┌─ Source passage

The book tells the story of Henrietta and her family, the story of the HeLa cells and all the good and bad they were used for, and the story of the author, Rebecca Skloot.  It took her 10 years to write the book.  It is fascinating, funny, horrific, shocking and heart-warming all at the same time.

I will be hanging a picture of Henrietta Lacks in my office.  I never want to forget her story. 

Sunday, December 2, 2012

Larsen's World Famous Butter Toffee

This is the Butter Toffee Recipe from my Grandmother, Mildred Larsen. 

2 Cubes Butter
1 Cup Sugar
5 TBSP water

4 Hershey's Chocolate Bars
Chopped Walnuts

You also need a sauce pan for the stove top, a wooden spoon, a metal flat ended spatula and an 8x8 pan (or 7x10, or any size that's between 60 and 70 inches square)

└─
┌─ Record set

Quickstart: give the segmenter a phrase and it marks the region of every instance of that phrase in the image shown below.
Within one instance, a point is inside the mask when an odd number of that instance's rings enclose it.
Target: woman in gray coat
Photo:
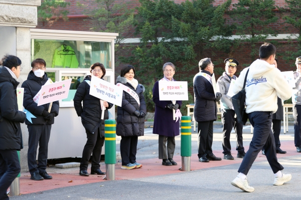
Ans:
[[[144,87],[134,79],[135,68],[126,65],[117,78],[117,86],[123,90],[121,107],[117,109],[116,134],[121,136],[120,154],[121,169],[142,167],[136,162],[138,136],[144,135],[144,116],[146,106],[143,92]]]

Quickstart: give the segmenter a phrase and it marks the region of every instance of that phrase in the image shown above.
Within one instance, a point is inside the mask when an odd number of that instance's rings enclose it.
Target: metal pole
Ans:
[[[19,159],[19,162],[20,161],[20,151],[17,151],[18,153],[18,156]],[[20,194],[20,177],[21,176],[21,173],[19,173],[17,176],[17,177],[14,180],[11,187],[10,188],[10,196],[18,196]]]
[[[182,156],[182,171],[190,171],[190,156]]]
[[[190,171],[191,156],[191,117],[183,116],[181,121],[181,156],[182,170]]]
[[[107,180],[115,180],[115,164],[106,164],[105,171]]]
[[[116,164],[116,121],[108,119],[104,121],[104,163],[107,180],[115,180]]]

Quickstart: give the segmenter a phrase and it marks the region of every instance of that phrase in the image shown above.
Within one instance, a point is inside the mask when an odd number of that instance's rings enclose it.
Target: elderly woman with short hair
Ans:
[[[213,121],[216,120],[217,106],[216,102],[222,94],[216,93],[211,80],[214,65],[211,59],[206,58],[199,63],[200,72],[193,78],[193,92],[195,94],[194,116],[198,122],[198,156],[200,162],[221,160],[212,152],[213,140]]]
[[[102,79],[105,75],[104,66],[99,63],[93,64],[90,68],[90,72],[92,76]],[[74,108],[77,115],[81,117],[82,123],[87,134],[87,142],[83,150],[79,166],[79,175],[86,176],[89,175],[87,169],[92,153],[91,174],[105,174],[105,172],[99,169],[99,163],[101,148],[104,142],[104,120],[108,119],[108,109],[113,106],[112,104],[104,101],[103,106],[106,109],[102,110],[100,99],[90,94],[91,78],[91,76],[87,76],[79,84],[73,99]],[[101,119],[102,112],[104,112],[104,119]]]
[[[175,137],[180,135],[180,120],[173,119],[173,112],[181,108],[181,101],[175,104],[172,101],[160,101],[159,99],[159,81],[176,81],[174,75],[176,67],[172,63],[163,65],[164,77],[155,83],[153,89],[153,101],[155,104],[155,120],[153,133],[159,135],[159,159],[162,159],[162,164],[165,166],[177,165],[173,159],[176,142]],[[166,143],[167,142],[167,149]]]
[[[125,65],[117,77],[117,86],[123,90],[121,106],[117,108],[116,134],[121,136],[120,154],[121,169],[142,167],[136,162],[138,137],[144,135],[144,116],[146,105],[143,95],[145,89],[134,78],[135,68]]]

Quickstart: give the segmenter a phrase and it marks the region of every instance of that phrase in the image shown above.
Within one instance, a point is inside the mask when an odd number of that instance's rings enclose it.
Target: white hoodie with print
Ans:
[[[291,96],[292,88],[274,65],[266,61],[256,60],[250,67],[240,73],[232,87],[234,94],[242,89],[245,76],[248,69],[246,86],[246,106],[247,113],[255,111],[272,111],[278,108],[277,96],[282,100]]]

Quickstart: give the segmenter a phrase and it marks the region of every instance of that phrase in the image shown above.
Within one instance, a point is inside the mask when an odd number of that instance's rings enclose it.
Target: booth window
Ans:
[[[112,69],[111,43],[32,39],[32,61],[45,60],[47,68],[89,68],[95,63]]]

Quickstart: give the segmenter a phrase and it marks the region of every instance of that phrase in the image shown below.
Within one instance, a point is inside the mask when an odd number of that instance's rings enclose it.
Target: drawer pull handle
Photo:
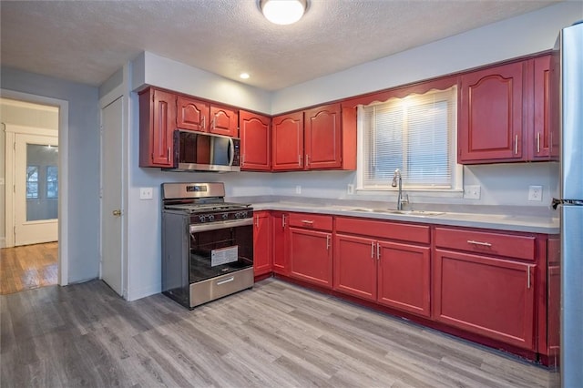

└─

To do.
**A.** Answer these questions using the passage:
(i) How many years did it take the author to write the book?
(ii) Whose picture does the writer plan to hang in the office?
(iii) How many tablespoons of water does the toffee recipe call for?
**B.** Swap "office" for "kitchen" and write out the passage starting at "I will be hanging" and ending at "Grandmother, Mildred Larsen.".
The data entries are separate material and not part of the passage.

Solutions for each task.
**A.**
(i) 10 years
(ii) Henrietta Lacks
(iii) 5

**B.**
I will be hanging a picture of Henrietta Lacks in my kitchen.  I never want to forget her story. 

Sunday, December 2, 2012

Larsen's World Famous Butter Toffee

This is the Butter Toffee Recipe from my Grandmother, Mildred Larsen.